У Ломоносова есть великолепные картины описания земных красот. Но и они свершены ради показа славы Творца. Они так и называются: «Утренние размышления о Божием величии» и «Вечерние размышления о Божием величии». Вот, например, пишет он о северном сиянии (ему ли, помору, не знать его):
Что зыблет ясный ночью луч,
Что тонкий пламень в твердь разит?
Как молния без грозных туч
Стремится от земли в зенит?
Как может быть, чтоб мёрзлый пар
Среди земли рождал пожар?
Удивительно! Мёрзлый пар! А вот отрывок из «Утренних размышлений» (рассвет, солнце восходит):
Там огненны валы стремятся
И не находят берегов,
Там вихри пламенны крутятся,
Борющись множество веков.
Там камни, как вода, кипят,
Горящи там дожди шумят.
Сия кипящая громада
Как искра пред Тобой (то есть пред Богом) одна.
О, коль пресветлая лампада
Тобою, Боже, возжена
Для наших повседневных дел,
Что Ты творить нам повелел.
От мрачной ночи свободились
Поля, бугры, моря и лес,
И взору нашему открылись,
Исполнены Твоих чудес.
Там всякая взывает плоть:
— Велик Зиждитель наш Господь!
Полное впечатление, что автор лично был на солнце и видел эти горящие дожди и кипящие, как вода, камни. А солнце — лампада пред Божиим престолом, как сказано! Невиданная дотоле смелость изобразительности. Интересно, что компьютер нашего времени непрерывно возмущается против, в его электронном понимании, «неправильных» слов и оборотов. Назидательно подчёркивает их то красной, то зелёной чёрточкой. Но слова-то, но обороты всё наши, русские. И очень благотворно знать их.
Известно своеобразное состязание Тредиаковского, Сумарокова, тогдашних властителей в литературе, — и Ломоносова. Они, что называется, выпустили на троих одну книгу. Свои имена не обозначили с тем, чтобы сами читатели кому-либо отдали предпочтение. Задача была: поэтическое переложение псалма. Таковые труды были и ранее, известна «Псалтирь рифмованная» Симеона Полоцкого. Наши поэты взяли для переложения псалом сто сорок третий. Начало его: «Благословен Господь, Бог мой, научаяй руце мои на ополчение, персты моя на брань». Чеканные строки Ломоносова запоминались сразу. Сохранялся и смысл псалма, и его молитвенность:
Заступник и Спаситель мой,
Покров и милость, и отрада,
Надежда в брани и ограда
Под власть мне дал народ святой.

• **Исходные данные**:

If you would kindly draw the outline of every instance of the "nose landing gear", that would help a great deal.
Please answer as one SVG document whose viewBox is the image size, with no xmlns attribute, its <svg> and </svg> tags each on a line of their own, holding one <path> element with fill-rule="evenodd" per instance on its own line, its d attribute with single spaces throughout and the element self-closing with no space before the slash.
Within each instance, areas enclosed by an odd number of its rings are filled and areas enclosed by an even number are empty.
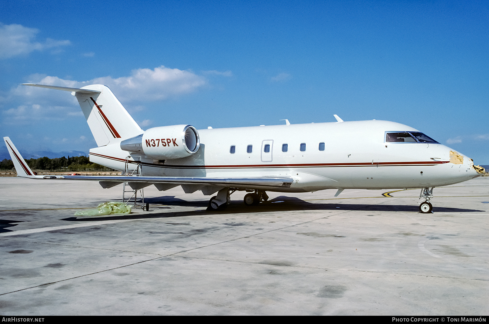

• **Что требуется**:
• A. Перечислите всех авторов, которые названы по имени в отрывке о Ломоносове.
• B. Продолжите отрывок о Ломоносове после его последней строки.

• **Ответы по заданиям**:
• A. Ломоносов, Тредиаковский, Сумароков, Симеон Полоцкий.

• B.
О, Боже! Что есть человек,
Что ты ему себя являешь,
И так его Ты почитаешь,
Которого так краток век.
Он утро, вечер, нощь и день
Во тщетных помыслах проводит,
И так вся жизнь его проходит,
Подобно как пустая тень…
Больше тогдашние классики с Ломоносовым не состязались. Да, вот так, дворяне и сын помора. Но в России ценность человека определялась не принадлежностью к сословиям. Тот же Ломоносов сказал о Горации: «Беззнатных род препятством не был, чтоб внесть в Италию стихи». — Кроме огромного таланта, откуда же у Ломоносова такое письмо? Конечно, и от устного, и от письменного творчества русского народа. Русский север сохранил былины Киевского цикла. На севере ходили в списках и «Сказание о Мамаевом побоище», и «Слово о Законе и Благодати» митрополита Иллариона, и «Слово о полку Игореве», и летописная «Повесть о Куликовской битве». Конечно, были известны труды летописца Нестора, его «Откуда есть пошла Русская земля», его Жития святых. Ходили по рукам паломнические записки игумена Даниила о Святой Земле. Так что литература Ломоносова возникла не на пустом месте. Кстати заметить, как мог большевик Ленин сказать о русском Севере, что на север после Вологды сплошь тьма, дикость, невежество?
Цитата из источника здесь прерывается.